Énoncé 1:
D'après l'article sur IBM et la reconnaissance faciale, répondez aux questions suivantes :
(a) Quel est le montant du contrat signé par IBM avec le gouvernement britannique ?
(b) En combien d'étapes le programme BMPS est-il présenté ?
(c) Quel est le nom du porte-parole d'IBM interrogé à ce sujet ?
Énoncé 2:
Recopiez le passage de l'article sur IBM et la reconnaissance faciale allant de « Interrogé à ce » jusqu'à « identifier les suspects. », en substituant « représentant » à « porte-parole ».
Énoncé 3:
Poursuivez l'article sur IBM et la reconnaissance faciale à partir de sa dernière phrase.

Texte fourni:
::::::

En juin 2020, IBM a informé le Congrès qu'elle avait mis en veilleuse ses lignes de produits d'analyse et de reconnaissance faciale à usage général en raison de préoccupations liées à la surveillance de masse et au profilage racial. Le PDG Arvind Krishna a décrit les changements dans un billet de blog partagé sur le site web d'IBM qui incluait une copie de la lettre envoyée au Congrès. Ce billet ne figure plus sur le site web d'IBM. Mais pourquoi ? Selon des documents examinés par Liberty Investigations et The Verge, IBM a signé un contrat de 69,8 millions de dollars avec le gouvernement britannique pour créer une plateforme biométrique dotée d'une fonctionnalité de reconnaissance faciale le mois dernier. Le système sera utilisé comme outil pour les agences d'immigration et d'application de la loi.
Lors des manifestations de Black Lives Matter en 2020, IBM a annoncé qu'elle ne proposerait plus de technologie de reconnaissance faciale "à usage général" en raison des préoccupations liées au profilage racial, à la surveillance de masse et à d'autres violations des droits de l'homme. Malgré ces annonces, IBM a signé le mois dernier un contrat de 69,8 millions de dollars avec le gouvernement britannique pour développer une plateforme biométrique nationale qui offrira une fonction de reconnaissance faciale aux agents de l'immigration et des forces de l'ordre, selon des documents examinés par The Verge et Liberty Investigates, une unité de journalisme d'investigation au Royaume-Uni.
Un document relatif au contrat présente les cinq étapes du programme BMPS (Biometric Matcher Platform and associated Services). La phase trois fait référence à un algorithme de visage qui permettra une comparaison stratégique des visages à des fins d'application de la loi. La plateforme permettra de comparer des photos d'individus à des images stockées dans une base de données - ce qui est parfois appelé un système de comparaison "un-à-plusieurs". En septembre 2020, IBM a décrit ces systèmes de correspondance "un-à-plusieurs" comme "le type de technologie de reconnaissance faciale le plus susceptible d'être utilisé pour la surveillance de masse, le profilage racial ou d'autres violations des droits de l'homme".
Interrogé à ce sujet, le porte-parole d'IBM, Imtiaz Mufti, s'en est tenu à la position de l'entreprise pour 2020. « IBM ne propose plus de reconnaissance faciale à usage général et, conformément à notre engagement pour 2020, ne soutient pas l'utilisation de la reconnaissance faciale pour la surveillance de masse, le profilage racial ou d'autres violations des droits de l'homme », a déclaré Mufti. Le porte-parole a ajouté que le programme BMPS n'est pas utilisé pour la surveillance de masse et qu'il n'est pas capable d'ingérer des vidéos, ce qui est souvent nécessaire pour la numérisation biométrique d'un visage dans une foule. Il utilise plutôt les empreintes digitales et les données photographiques pour aider la police et les services d'immigration à identifier les suspects.

::::::

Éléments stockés
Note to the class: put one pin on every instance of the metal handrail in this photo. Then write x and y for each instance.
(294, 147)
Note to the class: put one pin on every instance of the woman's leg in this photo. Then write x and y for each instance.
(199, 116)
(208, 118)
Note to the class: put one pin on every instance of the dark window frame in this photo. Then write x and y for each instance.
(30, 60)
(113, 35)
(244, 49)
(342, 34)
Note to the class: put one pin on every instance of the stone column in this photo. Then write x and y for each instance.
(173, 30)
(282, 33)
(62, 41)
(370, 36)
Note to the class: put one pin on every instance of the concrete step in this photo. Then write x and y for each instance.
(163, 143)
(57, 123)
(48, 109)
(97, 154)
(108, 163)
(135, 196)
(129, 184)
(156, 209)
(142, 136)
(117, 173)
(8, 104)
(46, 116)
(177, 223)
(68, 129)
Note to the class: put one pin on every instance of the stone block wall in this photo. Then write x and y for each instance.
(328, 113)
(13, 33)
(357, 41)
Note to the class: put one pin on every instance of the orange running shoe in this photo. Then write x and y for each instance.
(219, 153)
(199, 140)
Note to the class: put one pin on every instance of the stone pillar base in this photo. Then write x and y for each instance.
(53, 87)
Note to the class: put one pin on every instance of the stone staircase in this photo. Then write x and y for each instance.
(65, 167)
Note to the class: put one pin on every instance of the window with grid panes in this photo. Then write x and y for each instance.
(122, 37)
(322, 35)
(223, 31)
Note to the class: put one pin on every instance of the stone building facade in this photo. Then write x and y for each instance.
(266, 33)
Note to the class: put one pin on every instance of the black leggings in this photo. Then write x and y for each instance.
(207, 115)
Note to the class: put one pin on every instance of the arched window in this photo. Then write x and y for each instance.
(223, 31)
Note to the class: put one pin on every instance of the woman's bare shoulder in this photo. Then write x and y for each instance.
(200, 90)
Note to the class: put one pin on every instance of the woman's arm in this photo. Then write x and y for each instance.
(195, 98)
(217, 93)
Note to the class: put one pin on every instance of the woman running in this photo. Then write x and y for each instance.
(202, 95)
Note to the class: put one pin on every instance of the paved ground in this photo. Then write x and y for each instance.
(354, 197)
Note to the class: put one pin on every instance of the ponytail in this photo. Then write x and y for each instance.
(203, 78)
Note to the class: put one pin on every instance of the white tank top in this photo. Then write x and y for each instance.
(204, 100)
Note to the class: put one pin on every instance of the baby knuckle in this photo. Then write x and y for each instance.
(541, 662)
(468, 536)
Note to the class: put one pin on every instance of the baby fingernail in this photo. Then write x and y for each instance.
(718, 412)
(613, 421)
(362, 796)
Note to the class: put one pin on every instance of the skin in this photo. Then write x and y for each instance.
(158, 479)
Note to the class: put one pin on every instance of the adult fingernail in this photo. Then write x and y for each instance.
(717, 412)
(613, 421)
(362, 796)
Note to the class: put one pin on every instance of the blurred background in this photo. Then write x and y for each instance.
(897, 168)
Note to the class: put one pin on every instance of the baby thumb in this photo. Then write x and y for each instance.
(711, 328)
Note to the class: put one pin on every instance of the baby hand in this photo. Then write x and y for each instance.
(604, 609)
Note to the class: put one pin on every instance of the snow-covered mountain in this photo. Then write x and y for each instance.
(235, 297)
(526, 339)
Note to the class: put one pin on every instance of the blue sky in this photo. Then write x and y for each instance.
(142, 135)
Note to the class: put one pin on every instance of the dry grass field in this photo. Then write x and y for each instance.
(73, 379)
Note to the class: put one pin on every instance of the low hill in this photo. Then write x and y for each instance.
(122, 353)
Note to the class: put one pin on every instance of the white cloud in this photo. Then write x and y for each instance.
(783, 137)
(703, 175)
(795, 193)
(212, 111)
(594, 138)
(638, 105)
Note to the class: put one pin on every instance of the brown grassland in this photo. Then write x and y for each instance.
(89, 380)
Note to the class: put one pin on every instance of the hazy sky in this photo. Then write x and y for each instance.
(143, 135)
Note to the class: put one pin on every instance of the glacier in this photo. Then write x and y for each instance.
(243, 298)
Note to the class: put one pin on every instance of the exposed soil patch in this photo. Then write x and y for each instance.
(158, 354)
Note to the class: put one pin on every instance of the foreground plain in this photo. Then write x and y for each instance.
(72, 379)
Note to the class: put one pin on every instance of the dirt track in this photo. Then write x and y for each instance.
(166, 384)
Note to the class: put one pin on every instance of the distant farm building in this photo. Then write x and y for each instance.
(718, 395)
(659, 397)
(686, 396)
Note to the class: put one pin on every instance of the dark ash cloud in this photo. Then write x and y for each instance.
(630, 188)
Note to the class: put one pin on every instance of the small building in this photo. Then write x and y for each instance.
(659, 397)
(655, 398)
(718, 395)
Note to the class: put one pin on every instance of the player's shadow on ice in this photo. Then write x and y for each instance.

::::::

Réponse 1:
(a) 69,8 millions de dollars.
(b) Cinq étapes.
(c) Imtiaz Mufti.

Réponse 2:
Interrogé à ce sujet, le représentant d'IBM, Imtiaz Mufti, s'en est tenu à la position de l'entreprise pour 2020. « IBM ne propose plus de reconnaissance faciale à usage général et, conformément à notre engagement pour 2020, ne soutient pas l'utilisation de la reconnaissance faciale pour la surveillance de masse, le profilage racial ou d'autres violations des droits de l'homme », a déclaré Mufti. Le représentant a ajouté que le programme BMPS n'est pas utilisé pour la surveillance de masse et qu'il n'est pas capable d'ingérer des vidéos, ce qui est souvent nécessaire pour la numérisation biométrique d'un visage dans une foule. Il utilise plutôt les empreintes digitales et les données photographiques pour aider la police et les services d'immigration à identifier les suspects.

Réponse 3:
Les défenseurs des droits de l'Homme réagissent
Tout le monde n'est pas d'accord avec le point de vue d'IBM. Matt Mahmoudi, docteur en technologie et chercheur à Amnesty International, a déclaré qu'il n'existait pas d'application de la reconnaissance faciale un-à-plusieurs compatible avec les droits de l'homme. « Les entreprises, y compris IBM, doivent donc cesser de vendre ces outils et honorer leurs déclarations antérieures, même et surtout dans le contexte de l'application de la loi et de l'immigration, où les implications en matière de droits de l'homme sont considérables », a ajouté Mahmoudi.
Kojo Kyerewaa de Black Lives Matter UK a déclaré : « IBM a montré qu'elle était prête à piétiner le corps et la mémoire de George Floyd pour obtenir un contrat du ministère de l'intérieur. Cela ne sera pas oublié ».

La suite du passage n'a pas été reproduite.